* _REQUIREMENT_
Each entry below must be repeated word for word.

* _Pointing and labeling entries_
+++++

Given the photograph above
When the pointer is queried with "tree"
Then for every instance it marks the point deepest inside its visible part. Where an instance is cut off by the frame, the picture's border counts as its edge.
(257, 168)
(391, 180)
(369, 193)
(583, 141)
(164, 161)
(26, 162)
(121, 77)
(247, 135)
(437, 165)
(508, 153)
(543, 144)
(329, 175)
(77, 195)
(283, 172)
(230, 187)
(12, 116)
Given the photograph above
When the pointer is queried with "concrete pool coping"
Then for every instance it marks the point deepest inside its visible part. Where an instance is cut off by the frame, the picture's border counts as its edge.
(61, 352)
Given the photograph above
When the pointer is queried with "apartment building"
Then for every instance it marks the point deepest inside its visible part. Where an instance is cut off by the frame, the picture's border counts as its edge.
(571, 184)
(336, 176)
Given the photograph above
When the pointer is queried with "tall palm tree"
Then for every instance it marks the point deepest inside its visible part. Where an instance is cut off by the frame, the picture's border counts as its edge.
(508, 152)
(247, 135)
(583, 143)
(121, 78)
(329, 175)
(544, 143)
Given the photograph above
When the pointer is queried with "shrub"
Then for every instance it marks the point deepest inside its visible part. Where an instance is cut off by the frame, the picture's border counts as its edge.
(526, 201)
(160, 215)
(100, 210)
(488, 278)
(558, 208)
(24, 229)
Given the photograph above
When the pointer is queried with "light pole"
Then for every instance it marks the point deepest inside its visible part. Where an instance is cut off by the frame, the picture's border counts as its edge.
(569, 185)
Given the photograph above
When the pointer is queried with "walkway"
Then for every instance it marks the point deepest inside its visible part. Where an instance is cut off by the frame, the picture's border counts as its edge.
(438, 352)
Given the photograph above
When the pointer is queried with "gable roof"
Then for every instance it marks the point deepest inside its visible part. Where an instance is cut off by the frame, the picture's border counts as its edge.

+++++

* _RESULT FOR THIS TASK_
Given the photograph above
When the pointer is queried with "tree"
Then for every instance it marks the point deepest inside its visible part. Where an instance is cut off by the frame, the picture's border counts as its edge.
(257, 168)
(391, 180)
(369, 193)
(583, 141)
(164, 161)
(26, 162)
(121, 77)
(247, 135)
(437, 165)
(508, 153)
(543, 144)
(329, 175)
(77, 195)
(283, 172)
(230, 187)
(12, 116)
Given the photograph above
When the pointer is queried with "concrete pool coping"
Then for every instance it marks the point deepest inside its visible part. Where an instance is cut off by the frame, the picture's border counts as its edge.
(61, 352)
Given the photograph above
When the pointer is queried with "apartment building"
Then for every instance it marks the point deepest inside its visible part. Where an instance is cut off by the frame, the picture's border counts as its edge.
(571, 184)
(336, 176)
Given the photograph above
When the pointer is queried with "tall palm tree"
Then for every instance it marks the point deepest inside its visible part. Where an instance is cut off by the frame, the picture's border counts as its edge.
(508, 152)
(247, 135)
(583, 143)
(121, 78)
(329, 175)
(544, 143)
Given the photograph above
When the pointer is queried with "shrub"
Then for every instance it marks the point deepest inside its visible part. Where an instance is cut off by the frame, the picture's border counts as its edge.
(526, 201)
(160, 215)
(100, 210)
(488, 278)
(558, 208)
(24, 229)
Given the photograph above
When the pointer is queried with "light pole"
Then for every instance it marks the point deepest inside its visible part. Where an instance is cut off by the frame, the picture's border counts as its edge.
(569, 185)
Given the photograph above
When the pointer is queried with "walkway"
Then for every instance it marks the point deepest inside its visible part. Where an instance is cut off by the frame, the picture's border counts as its edge.
(438, 352)
Given the photograph above
When the pointer is queried with "gable roof"
Then for every instance it marks the point deepest inside its visible part. Where an instance is cut off by the frame, the picture's border counts as its edge.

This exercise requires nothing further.